# PROBLEM DESCRIPTION
Each of the entries should be output exactly, with nothing left out.

START MATERIAL FOR THIS EXERCISE

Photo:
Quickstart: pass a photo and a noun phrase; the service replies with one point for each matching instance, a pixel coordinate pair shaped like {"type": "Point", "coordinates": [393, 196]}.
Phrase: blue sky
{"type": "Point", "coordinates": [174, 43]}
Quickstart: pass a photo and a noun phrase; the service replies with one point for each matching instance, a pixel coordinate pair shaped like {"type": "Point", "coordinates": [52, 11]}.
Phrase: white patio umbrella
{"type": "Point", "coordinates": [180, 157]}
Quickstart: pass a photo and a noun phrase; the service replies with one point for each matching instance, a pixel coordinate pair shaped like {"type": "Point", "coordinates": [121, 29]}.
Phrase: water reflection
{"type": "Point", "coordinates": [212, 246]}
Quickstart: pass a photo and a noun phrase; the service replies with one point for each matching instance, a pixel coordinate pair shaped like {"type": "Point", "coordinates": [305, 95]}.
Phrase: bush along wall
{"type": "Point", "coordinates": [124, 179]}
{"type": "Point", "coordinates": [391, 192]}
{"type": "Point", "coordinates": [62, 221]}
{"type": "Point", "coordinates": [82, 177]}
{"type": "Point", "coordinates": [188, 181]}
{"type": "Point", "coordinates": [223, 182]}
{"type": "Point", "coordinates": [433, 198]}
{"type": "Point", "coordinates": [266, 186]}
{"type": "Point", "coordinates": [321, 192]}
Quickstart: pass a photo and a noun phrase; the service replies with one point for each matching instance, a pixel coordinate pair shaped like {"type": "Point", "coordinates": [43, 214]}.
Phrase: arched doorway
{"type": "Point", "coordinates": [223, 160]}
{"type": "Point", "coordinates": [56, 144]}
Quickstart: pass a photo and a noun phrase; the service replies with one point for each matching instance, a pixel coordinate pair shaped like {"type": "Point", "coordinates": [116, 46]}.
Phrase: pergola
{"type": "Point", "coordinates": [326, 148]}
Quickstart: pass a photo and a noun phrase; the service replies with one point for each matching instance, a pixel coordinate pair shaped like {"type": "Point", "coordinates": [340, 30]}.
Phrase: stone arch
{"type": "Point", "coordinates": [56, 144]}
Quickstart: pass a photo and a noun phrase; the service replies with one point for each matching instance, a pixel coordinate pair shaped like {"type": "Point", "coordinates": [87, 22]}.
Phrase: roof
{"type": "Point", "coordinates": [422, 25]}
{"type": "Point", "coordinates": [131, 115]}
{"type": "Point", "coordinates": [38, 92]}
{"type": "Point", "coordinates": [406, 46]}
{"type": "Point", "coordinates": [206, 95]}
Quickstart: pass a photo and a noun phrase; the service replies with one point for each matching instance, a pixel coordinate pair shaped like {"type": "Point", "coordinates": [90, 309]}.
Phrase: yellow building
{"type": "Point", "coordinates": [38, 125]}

END MATERIAL FOR THIS EXERCISE

# FINAL ANSWER
Photo:
Quickstart: pass a photo and a noun phrase; the service replies with one point for each matching instance, a pixel coordinate pair shaped like {"type": "Point", "coordinates": [393, 196]}.
Phrase: blue sky
{"type": "Point", "coordinates": [174, 43]}
Quickstart: pass a photo and a noun phrase; the service replies with one point for each matching instance, a pixel coordinate pair shaped like {"type": "Point", "coordinates": [52, 11]}.
Phrase: white patio umbrella
{"type": "Point", "coordinates": [180, 157]}
Quickstart: pass a photo and a noun phrase; the service replies with one point for each matching instance, a pixel coordinate pair shaped like {"type": "Point", "coordinates": [121, 29]}.
Phrase: water reflection
{"type": "Point", "coordinates": [212, 246]}
Quickstart: pass a photo and a noun phrase; the service replies with one point for each matching instance, a pixel coordinate pair shaped like {"type": "Point", "coordinates": [305, 95]}.
Phrase: bush along wall
{"type": "Point", "coordinates": [124, 179]}
{"type": "Point", "coordinates": [391, 192]}
{"type": "Point", "coordinates": [62, 221]}
{"type": "Point", "coordinates": [82, 177]}
{"type": "Point", "coordinates": [188, 181]}
{"type": "Point", "coordinates": [223, 182]}
{"type": "Point", "coordinates": [433, 198]}
{"type": "Point", "coordinates": [266, 186]}
{"type": "Point", "coordinates": [321, 192]}
Quickstart: pass a photo and a noun phrase; the service replies with one point for each matching instance, a pixel coordinate pair shaped like {"type": "Point", "coordinates": [43, 214]}.
Phrase: arched doorway
{"type": "Point", "coordinates": [223, 160]}
{"type": "Point", "coordinates": [56, 144]}
Quickstart: pass a photo and a noun phrase; the service replies with one point for each matching instance, a pixel coordinate pair shaped like {"type": "Point", "coordinates": [116, 46]}.
Phrase: pergola
{"type": "Point", "coordinates": [326, 148]}
Quickstart: pass a photo and a noun phrase; the service replies with one point for each matching instance, a pixel coordinate pair shaped like {"type": "Point", "coordinates": [340, 30]}.
Phrase: stone arch
{"type": "Point", "coordinates": [56, 144]}
Quickstart: pass a photo and a noun phrase; the service replies with one point for each matching instance, a pixel coordinate pair shaped like {"type": "Point", "coordinates": [87, 22]}.
Phrase: roof
{"type": "Point", "coordinates": [422, 25]}
{"type": "Point", "coordinates": [131, 115]}
{"type": "Point", "coordinates": [38, 92]}
{"type": "Point", "coordinates": [406, 46]}
{"type": "Point", "coordinates": [206, 95]}
Quickstart: pass a photo and a noun phrase; the service replies with one point for each matching instance, a pixel coordinate pair shaped like {"type": "Point", "coordinates": [90, 309]}.
Phrase: yellow building
{"type": "Point", "coordinates": [38, 125]}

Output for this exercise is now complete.